The problem: Pick out each line in the listing below that contains the word "prompts", and copy those lines in full.

Given records:

■ ■ ■

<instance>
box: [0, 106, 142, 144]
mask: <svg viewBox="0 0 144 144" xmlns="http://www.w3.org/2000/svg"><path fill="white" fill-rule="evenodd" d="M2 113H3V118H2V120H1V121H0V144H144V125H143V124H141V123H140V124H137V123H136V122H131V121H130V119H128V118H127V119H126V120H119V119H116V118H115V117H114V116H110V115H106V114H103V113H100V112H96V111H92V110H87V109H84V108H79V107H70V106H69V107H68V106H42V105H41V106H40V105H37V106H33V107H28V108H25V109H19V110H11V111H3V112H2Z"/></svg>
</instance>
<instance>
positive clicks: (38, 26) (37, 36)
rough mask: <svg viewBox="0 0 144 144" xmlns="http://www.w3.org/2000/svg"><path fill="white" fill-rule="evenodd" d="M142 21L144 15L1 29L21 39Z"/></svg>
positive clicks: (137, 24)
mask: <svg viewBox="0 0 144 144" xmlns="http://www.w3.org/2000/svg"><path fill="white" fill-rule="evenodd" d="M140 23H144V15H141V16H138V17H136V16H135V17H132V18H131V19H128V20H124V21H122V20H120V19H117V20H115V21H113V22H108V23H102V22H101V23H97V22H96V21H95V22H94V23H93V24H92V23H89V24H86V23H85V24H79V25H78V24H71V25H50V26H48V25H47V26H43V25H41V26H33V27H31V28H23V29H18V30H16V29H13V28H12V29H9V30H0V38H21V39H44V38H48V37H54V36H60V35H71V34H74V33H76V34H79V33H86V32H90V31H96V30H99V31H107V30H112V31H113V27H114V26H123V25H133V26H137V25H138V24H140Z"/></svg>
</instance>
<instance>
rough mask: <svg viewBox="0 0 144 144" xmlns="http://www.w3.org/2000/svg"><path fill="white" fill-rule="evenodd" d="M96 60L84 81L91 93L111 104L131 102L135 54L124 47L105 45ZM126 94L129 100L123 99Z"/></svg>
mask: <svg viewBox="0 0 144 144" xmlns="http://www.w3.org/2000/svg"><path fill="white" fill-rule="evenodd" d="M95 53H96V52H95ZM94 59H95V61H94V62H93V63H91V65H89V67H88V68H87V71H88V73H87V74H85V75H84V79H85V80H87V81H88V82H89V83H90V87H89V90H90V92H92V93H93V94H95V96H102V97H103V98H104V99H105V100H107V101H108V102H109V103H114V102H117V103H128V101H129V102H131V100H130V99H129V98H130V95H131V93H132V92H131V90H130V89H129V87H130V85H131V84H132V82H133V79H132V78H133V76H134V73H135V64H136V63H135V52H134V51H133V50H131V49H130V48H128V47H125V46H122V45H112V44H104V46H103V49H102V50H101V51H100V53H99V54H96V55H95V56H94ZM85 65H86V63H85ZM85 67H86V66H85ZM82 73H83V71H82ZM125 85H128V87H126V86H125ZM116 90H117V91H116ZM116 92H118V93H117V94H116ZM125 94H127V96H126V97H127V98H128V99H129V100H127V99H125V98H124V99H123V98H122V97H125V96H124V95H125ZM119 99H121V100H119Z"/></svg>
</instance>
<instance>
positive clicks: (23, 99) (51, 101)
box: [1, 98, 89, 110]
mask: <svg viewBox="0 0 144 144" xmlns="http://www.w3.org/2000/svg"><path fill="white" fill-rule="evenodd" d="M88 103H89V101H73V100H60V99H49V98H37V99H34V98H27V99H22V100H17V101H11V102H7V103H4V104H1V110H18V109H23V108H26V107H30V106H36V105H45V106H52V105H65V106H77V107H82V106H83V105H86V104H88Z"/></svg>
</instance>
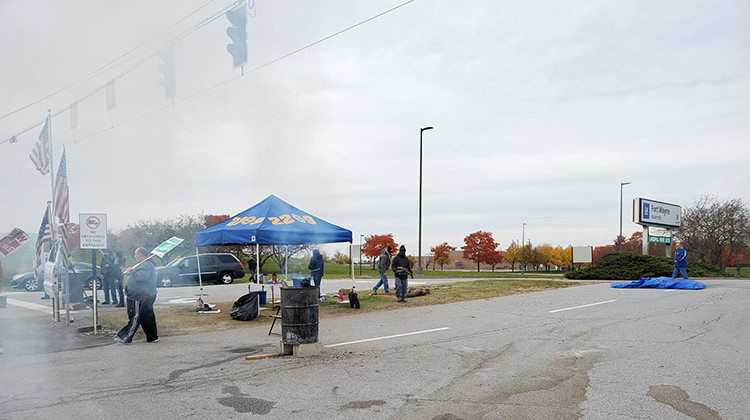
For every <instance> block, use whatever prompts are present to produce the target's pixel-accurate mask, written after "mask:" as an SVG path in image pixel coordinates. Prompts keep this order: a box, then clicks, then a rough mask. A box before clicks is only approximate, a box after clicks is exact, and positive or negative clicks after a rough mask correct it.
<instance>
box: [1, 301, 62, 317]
mask: <svg viewBox="0 0 750 420" xmlns="http://www.w3.org/2000/svg"><path fill="white" fill-rule="evenodd" d="M7 302H8V305H13V306H20V307H22V308H26V309H31V310H34V311H39V312H44V313H47V314H51V313H52V308H51V307H50V306H44V305H40V304H38V303H31V302H24V301H22V300H16V299H7Z"/></svg>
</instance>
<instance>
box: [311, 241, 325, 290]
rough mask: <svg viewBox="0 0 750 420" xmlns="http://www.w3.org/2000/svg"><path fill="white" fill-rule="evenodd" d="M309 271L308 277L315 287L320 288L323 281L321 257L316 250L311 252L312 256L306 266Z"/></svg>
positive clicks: (320, 254) (322, 260)
mask: <svg viewBox="0 0 750 420" xmlns="http://www.w3.org/2000/svg"><path fill="white" fill-rule="evenodd" d="M307 268H308V269H309V270H310V276H311V277H312V278H313V283H315V287H320V282H321V281H322V280H323V255H321V254H320V251H318V250H317V249H314V250H313V256H312V258H310V264H309V265H308V266H307Z"/></svg>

■ ■ ■

Exercise output:
For every <instance> block, use whatever prompts are present to produce the target's pixel-accurate mask, written after "mask:" as an SVG path in image pixel coordinates. Prompts keep this order: a box, then clicks, then a rough mask. A box before clicks is only approximate, a box after clicks is exact, and positive or negative clicks after a rough mask correct it.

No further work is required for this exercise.